Start of Excerpt provided
Role
UX/UI Designer, responsible for research, ideation, wireframes, prototype, and testing.
Timeline
14 weeks
Tools
Figma
Understanding the Problem and Finding the Solution
Most language apps build your vocabulary. Chatti builds your confidence to actually speak.
Through my research, I discovered that many adult language learners struggled with speaking confidence and felt stuck using apps that focused heavily on vocabulary drills. While these tools helped users learn new words, they often failed to provide meaningful opportunities to practice communication in a low-pressure environment.
This problem mattered because confidence plays a major role in language retention and long-term motivation. When learners feel nervous about making mistakes or lack opportunities to apply what they’ve learned, they are more likely to lose momentum and stop practicing altogether.
End of Excerpt provided
Start of Dataset extract
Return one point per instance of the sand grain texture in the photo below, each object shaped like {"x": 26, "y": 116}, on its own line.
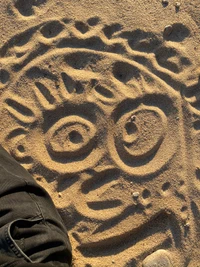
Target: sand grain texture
{"x": 100, "y": 103}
End of Dataset extract
- [Exercise instructions] Pick up the Chatti design case study after its last paragraph and keep writing it. The material isn't needed for anything here.

- [Answer space]
To address this challenge, I designed Chatti, a language learning app for beginning-to-intermediate learners. Chatti focuses on helping users build confidence through guided speaking practice, interactive lessons, and real-world language scenarios. By creating a supportive and engaging learning experience, the app encourages consistent practice and helps learners move beyond memorization toward meaningful communication.
To understand the problem space, I analyzed four major competitors (Duolingo, Babbel, Rosetta Stone, and Busuu) through a full SWOT analysis and found that speaking confidence was a weak spot across all of them. I also conducted user interviews and used affinity mapping to identify patterns, which pointed to fear of making mistakes as the biggest barrier to practice. You can view the full competitive analysis linked here.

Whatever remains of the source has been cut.